Coordinate annotation items:
---+---

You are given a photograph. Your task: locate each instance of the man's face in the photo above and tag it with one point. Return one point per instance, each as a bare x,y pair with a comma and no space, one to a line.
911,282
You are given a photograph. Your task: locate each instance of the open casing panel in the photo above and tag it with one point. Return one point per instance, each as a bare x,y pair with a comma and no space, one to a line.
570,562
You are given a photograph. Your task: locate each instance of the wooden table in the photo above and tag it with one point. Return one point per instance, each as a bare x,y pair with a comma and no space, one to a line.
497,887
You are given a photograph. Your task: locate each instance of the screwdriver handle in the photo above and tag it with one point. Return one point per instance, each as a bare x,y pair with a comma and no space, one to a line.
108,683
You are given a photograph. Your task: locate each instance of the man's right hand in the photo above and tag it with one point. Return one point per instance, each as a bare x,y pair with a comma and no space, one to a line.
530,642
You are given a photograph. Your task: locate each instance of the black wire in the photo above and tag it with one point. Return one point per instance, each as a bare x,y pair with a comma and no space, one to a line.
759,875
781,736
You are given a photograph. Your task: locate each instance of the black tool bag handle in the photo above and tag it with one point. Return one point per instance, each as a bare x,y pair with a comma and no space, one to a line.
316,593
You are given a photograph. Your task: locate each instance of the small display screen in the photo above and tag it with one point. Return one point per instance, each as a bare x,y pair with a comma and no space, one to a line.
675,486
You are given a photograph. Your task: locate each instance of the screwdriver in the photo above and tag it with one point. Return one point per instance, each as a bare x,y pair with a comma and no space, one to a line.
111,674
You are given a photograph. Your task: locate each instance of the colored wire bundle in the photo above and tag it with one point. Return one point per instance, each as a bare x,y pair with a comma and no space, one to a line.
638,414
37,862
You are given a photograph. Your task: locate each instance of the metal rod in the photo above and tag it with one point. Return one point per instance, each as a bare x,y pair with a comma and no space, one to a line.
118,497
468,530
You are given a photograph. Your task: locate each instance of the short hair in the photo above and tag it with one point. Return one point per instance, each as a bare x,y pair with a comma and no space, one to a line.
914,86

---+---

EXERCISE BRIEF: Copy out every one of the items above word for word, keeping each line as it is.

SOLUTION TO THIS TASK:
You are given a photograph. Your task: locate each instance of the man's face in the photo above and tag it with one point. Return one point per instance, each as a bare x,y pair with a comma and no space, one to a line.
911,282
You are given a photograph. Your task: locate each instance of the open casing panel in the photo above and tag it with one point. Return one point per instance, each as a bare x,y pair with a comma and no space, one to a line.
570,562
You are given a photograph. Your task: locate each instance of the wooden table in the photo above and tag it with one point. Return one point per instance, each as a bare x,y pair with a comma and no space, one to a line.
497,887
You are given a photograph. Your task: locate each instance of the screwdriver handle in the photo above and tag it with one point. Return one point per instance, each as a bare x,y pair with a comma and no space, one to a line.
108,683
You are given a photograph. Your task: locate each instance of the man's right hand in the photo above and tag it with one point. Return one point per instance, each as a bare x,y pair with a comma and no space, one to a line.
530,642
You are given a photograph. Your task: locate each instance of the black wire in the photo above and tag it with one point. Return one point per instance, each as a bare x,y pair with a comma and no space, one to a line.
759,875
781,736
You are given a photograph. Your task: locate each instance of the black tool bag handle in the photo above and tag it with one point. Return one point per instance, each as a bare x,y pair with a comma and no space, one to a line.
316,593
You are given a photograph. Your task: locate each instance of the small display screen in the photo above and tag it with one point. Return one point per instance, each as a bare x,y pair with a comma and no space, one to a line.
675,486
You are given a photograph. Your task: locate each instance of the screwdriver in the photo above and tag it with one point. Return one point per instance, each as a bare x,y pair with a comma and no space, one to a line.
111,674
You are given a photograph. Your task: locate each instance of the colored wire bundle in the photo above and tag it with one point. Return one point per instance, each as a bare x,y pair with a comma and no space, one to a line.
638,414
37,862
You are given a photograph. Your task: locate each instance of the metal rod in the photo above and tag it with one point. Return one point per instance, each as a bare x,y pair with a comma and no space, one to a line.
118,497
468,530
You are given a photograph. Your task: locate each instance of the short hair in the photo above and tag it with one point. Return one point per instance, each as a bare x,y pair with a comma and no space, one to a line.
914,86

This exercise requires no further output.